Convert the data from the line containing "Can you find the concrete patio" through the end of the data, inclusive, into a Markdown table. Use the columns Row and Line, giving each line a row number and leaving out blank lines.

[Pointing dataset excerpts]
START
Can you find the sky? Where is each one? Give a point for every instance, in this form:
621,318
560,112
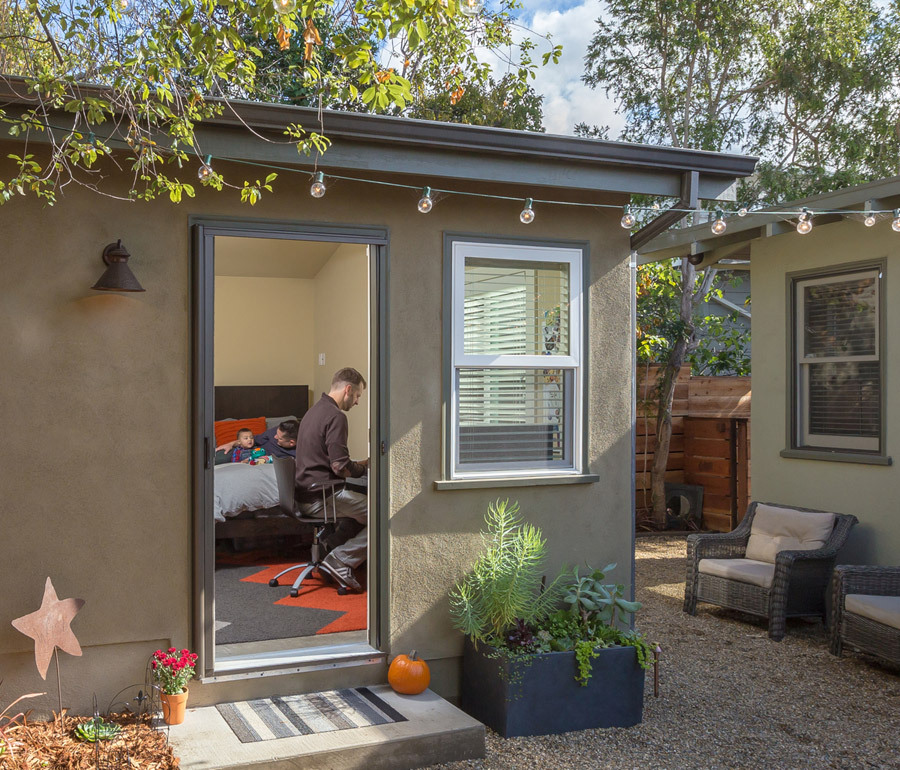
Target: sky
567,100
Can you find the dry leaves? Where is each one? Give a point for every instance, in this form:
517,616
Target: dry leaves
39,745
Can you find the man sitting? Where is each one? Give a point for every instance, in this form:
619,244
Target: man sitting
323,458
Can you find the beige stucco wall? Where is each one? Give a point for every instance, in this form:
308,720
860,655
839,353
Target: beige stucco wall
96,391
341,290
251,348
868,491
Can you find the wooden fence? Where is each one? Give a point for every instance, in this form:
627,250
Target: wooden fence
710,443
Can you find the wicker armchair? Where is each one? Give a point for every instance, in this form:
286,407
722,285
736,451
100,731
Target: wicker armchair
857,630
792,585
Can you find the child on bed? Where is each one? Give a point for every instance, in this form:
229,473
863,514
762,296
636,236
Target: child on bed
243,451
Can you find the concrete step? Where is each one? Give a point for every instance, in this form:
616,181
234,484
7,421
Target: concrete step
436,731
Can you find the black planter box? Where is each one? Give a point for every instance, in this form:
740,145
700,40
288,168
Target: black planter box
539,695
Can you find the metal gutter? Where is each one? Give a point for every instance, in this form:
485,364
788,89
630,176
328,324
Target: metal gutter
451,137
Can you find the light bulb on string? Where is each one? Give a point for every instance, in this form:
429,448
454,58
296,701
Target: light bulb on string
205,171
471,7
284,7
317,188
425,202
526,217
718,226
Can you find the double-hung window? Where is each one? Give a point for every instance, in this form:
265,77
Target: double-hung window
516,342
838,371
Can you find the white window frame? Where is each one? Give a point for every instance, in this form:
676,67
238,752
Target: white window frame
803,437
573,257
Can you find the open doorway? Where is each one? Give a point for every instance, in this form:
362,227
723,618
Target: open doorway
286,313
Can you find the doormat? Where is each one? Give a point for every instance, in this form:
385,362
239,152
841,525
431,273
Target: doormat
264,719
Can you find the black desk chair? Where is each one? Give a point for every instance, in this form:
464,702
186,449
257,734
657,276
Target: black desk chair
284,477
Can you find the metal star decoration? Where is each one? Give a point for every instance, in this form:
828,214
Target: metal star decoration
49,627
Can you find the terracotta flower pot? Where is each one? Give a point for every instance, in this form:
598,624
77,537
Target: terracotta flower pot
173,707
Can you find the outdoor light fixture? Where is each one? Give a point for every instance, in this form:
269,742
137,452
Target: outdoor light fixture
118,276
205,171
284,6
527,215
317,188
804,224
425,202
718,226
471,7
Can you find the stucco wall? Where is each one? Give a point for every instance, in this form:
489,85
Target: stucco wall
868,491
96,392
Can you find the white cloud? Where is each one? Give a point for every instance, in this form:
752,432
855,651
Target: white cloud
567,100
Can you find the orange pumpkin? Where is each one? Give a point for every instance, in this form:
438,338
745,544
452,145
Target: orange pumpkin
408,675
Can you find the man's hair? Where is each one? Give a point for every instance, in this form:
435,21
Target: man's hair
289,429
347,376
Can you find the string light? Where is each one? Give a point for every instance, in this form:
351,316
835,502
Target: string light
317,188
425,202
284,7
527,215
205,171
471,7
719,225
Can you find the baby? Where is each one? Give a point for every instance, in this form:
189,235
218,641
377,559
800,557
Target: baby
243,450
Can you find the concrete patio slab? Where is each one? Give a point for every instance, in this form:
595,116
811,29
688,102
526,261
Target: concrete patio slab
435,732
END
**Result**.
| Row | Line |
|---|---|
| 1 | Can you find the concrete patio slab? Where is each one? Give a point for every instance, in this form: |
| 2 | 595,116 |
| 3 | 811,29 |
| 4 | 688,102 |
| 5 | 526,261 |
| 6 | Target: concrete patio slab |
| 7 | 435,732 |